* [Your goal]
Pull out the lines of the items below, starting at the line that contains "Each instance of the white stone" and stopping after the line that contains "Query: stone base in water", and reproduce each one without any change.

-- BEGIN Entries --

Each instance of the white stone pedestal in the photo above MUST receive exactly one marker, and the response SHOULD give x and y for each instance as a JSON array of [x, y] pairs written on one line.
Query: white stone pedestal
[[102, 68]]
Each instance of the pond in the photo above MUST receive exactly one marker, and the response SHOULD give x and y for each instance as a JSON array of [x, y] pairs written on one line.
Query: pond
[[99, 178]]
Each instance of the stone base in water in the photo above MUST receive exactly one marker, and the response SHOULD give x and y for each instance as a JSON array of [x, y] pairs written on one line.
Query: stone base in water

-- END Entries --
-- BEGIN Entries --

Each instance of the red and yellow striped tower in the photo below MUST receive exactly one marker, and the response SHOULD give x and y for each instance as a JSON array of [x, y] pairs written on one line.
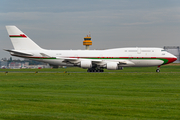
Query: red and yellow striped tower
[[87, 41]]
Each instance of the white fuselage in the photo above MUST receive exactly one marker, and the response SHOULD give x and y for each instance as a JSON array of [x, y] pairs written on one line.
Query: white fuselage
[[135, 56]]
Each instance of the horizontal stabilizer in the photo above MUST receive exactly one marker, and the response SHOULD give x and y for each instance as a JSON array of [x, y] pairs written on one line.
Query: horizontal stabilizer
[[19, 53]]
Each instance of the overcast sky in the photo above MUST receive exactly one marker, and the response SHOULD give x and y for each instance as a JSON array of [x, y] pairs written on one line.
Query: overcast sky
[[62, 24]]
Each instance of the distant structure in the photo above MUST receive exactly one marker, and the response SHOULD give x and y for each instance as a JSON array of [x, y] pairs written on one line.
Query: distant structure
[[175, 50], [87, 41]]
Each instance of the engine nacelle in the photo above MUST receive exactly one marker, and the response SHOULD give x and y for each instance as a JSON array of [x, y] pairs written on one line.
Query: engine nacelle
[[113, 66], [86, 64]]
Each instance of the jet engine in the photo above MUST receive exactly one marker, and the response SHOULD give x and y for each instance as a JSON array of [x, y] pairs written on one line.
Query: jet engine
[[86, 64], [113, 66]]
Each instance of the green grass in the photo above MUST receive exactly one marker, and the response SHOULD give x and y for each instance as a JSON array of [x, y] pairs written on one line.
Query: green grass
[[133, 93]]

-- END Entries --
-- BEGIN Entries --

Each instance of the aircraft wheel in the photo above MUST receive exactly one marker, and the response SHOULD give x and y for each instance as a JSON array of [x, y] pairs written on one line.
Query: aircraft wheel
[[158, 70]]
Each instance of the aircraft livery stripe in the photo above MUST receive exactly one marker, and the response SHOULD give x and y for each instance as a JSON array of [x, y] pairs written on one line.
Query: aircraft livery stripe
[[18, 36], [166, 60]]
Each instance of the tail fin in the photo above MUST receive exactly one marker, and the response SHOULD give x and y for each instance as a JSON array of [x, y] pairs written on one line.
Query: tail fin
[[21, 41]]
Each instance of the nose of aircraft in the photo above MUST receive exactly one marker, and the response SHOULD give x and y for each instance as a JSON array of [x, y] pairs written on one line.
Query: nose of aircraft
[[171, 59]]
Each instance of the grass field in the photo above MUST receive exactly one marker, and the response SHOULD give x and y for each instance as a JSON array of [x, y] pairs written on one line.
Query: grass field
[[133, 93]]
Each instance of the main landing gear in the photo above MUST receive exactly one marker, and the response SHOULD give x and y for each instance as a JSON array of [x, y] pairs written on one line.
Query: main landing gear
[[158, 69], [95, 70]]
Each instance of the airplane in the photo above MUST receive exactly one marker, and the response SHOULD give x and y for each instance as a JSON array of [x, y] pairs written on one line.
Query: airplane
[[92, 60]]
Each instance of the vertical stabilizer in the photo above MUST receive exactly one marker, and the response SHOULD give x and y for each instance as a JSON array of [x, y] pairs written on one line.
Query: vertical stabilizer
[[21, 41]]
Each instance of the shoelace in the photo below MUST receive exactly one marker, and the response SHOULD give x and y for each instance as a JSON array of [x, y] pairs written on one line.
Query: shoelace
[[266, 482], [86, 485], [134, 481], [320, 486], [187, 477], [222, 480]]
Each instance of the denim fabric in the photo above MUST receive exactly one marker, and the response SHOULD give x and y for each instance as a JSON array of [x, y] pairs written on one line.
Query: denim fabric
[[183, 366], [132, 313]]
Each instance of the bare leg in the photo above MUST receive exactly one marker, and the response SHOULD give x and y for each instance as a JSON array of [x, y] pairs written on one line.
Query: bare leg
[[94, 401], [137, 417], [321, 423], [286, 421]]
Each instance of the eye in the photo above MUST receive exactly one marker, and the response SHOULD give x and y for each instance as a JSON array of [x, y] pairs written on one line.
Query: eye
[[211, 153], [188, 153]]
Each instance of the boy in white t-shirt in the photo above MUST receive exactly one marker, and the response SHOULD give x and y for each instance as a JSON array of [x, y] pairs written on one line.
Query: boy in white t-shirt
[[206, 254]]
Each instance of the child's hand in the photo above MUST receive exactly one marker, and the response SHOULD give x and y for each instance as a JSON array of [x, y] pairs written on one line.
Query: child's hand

-- END Entries --

* [Correct output]
Each instance of the white stone pedestal in the photo above MUST receive exactly one marker, and the response SHOULD give x and y for each instance as a JSON array of [x, y] pairs written on one line.
Query: white stone pedestal
[[102, 68]]
Each instance of the pond in the photo above MUST receive exactly one marker, and the response SHOULD give x and y for each instance as a JSON array of [x, y] pairs written on one line.
Query: pond
[[99, 178]]
Each instance of the stone base in water in the photo above MUST receive exactly one marker, and the response SHOULD give x and y for each instance as a JSON array of [x, y] pairs written on one line.
Query: stone base in water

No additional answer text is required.